[Supplied records]
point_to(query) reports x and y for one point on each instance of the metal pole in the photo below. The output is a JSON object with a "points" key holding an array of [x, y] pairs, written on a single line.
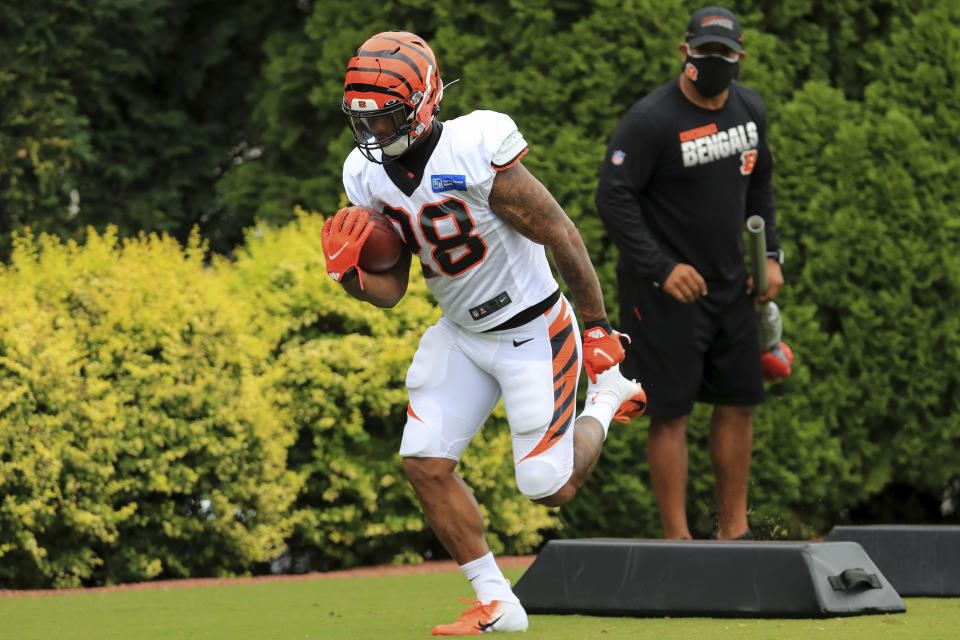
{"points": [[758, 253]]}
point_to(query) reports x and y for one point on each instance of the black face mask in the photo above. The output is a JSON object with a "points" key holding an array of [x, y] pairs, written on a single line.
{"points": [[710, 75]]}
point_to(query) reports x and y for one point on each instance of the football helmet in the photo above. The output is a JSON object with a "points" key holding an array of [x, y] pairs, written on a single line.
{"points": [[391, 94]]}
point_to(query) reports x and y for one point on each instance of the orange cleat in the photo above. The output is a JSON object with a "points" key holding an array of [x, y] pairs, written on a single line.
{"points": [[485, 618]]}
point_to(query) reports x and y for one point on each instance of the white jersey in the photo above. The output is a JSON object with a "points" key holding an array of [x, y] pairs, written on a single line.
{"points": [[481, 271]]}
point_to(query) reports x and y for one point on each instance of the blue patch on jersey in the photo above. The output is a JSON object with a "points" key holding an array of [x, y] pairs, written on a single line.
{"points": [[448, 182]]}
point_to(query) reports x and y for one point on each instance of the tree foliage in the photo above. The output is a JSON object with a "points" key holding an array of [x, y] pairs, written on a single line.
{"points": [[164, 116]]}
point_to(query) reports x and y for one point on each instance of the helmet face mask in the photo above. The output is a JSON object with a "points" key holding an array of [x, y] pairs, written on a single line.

* * *

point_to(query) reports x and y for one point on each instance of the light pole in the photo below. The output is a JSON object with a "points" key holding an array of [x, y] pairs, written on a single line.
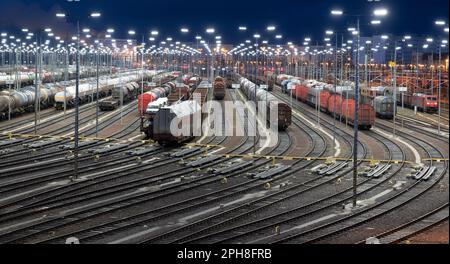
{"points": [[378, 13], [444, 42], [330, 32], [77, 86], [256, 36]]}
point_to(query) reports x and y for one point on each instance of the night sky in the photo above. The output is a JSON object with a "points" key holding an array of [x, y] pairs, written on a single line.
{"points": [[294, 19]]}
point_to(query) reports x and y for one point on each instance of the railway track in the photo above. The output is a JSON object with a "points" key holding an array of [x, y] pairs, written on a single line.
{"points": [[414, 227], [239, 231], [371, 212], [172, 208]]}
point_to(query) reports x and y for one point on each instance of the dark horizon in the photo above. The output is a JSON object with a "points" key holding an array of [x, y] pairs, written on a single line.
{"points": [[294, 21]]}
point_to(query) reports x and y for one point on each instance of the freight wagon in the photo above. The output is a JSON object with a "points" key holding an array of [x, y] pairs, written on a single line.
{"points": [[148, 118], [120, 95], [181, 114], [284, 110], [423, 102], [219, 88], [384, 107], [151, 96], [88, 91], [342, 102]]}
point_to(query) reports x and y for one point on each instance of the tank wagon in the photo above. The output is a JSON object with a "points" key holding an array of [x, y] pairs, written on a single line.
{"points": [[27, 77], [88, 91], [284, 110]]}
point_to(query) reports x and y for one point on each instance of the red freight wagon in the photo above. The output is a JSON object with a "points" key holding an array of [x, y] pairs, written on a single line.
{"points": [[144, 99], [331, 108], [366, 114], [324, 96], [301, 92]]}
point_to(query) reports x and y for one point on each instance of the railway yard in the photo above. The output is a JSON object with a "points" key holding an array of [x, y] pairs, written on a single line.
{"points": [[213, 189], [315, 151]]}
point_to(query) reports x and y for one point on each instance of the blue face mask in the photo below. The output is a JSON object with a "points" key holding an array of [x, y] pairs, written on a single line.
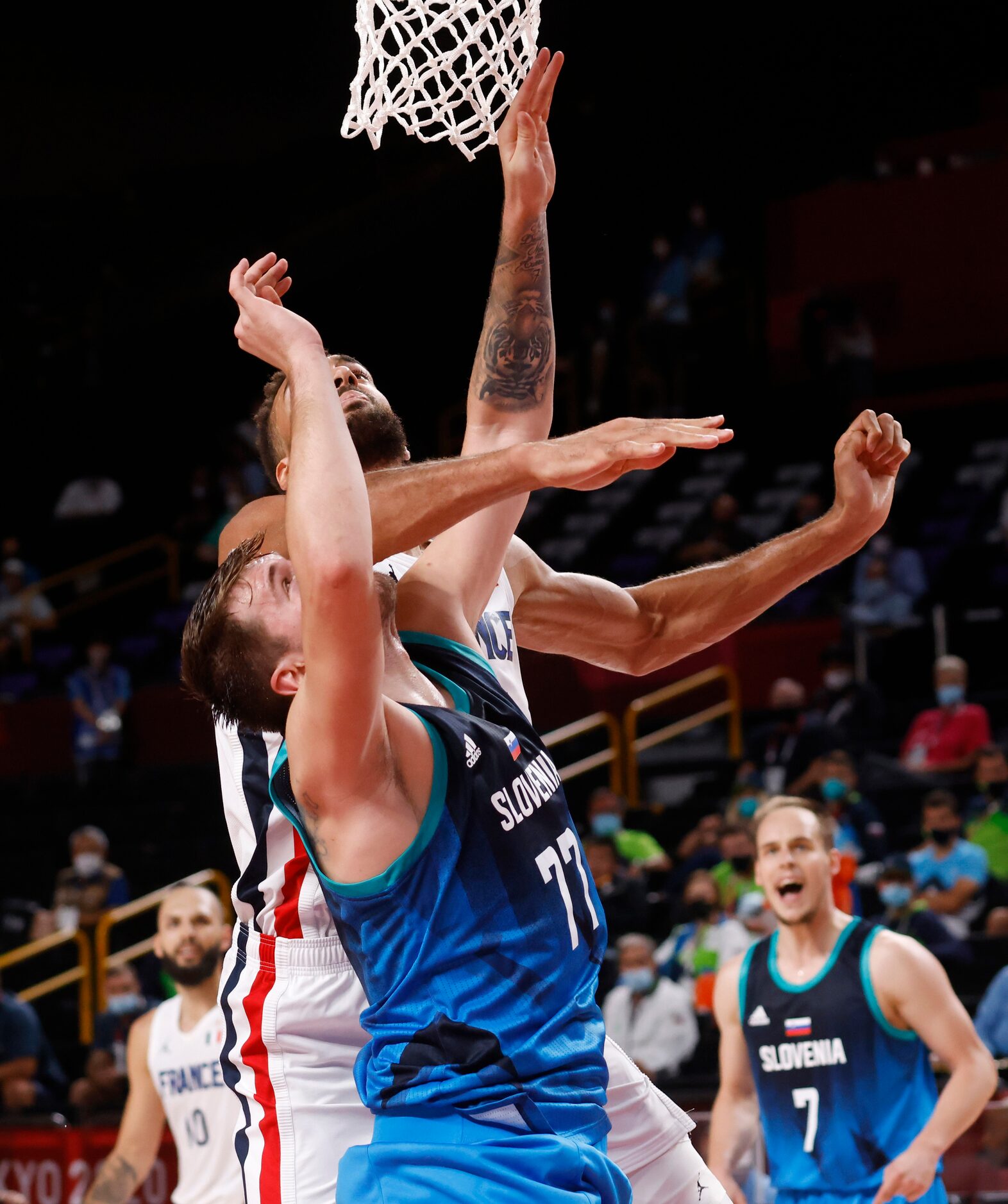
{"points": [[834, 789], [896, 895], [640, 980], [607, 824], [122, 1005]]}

[Requirement]
How many lines in the rows above contain the word "freight", with case counting? Give only the number.

[Exercise solution]
2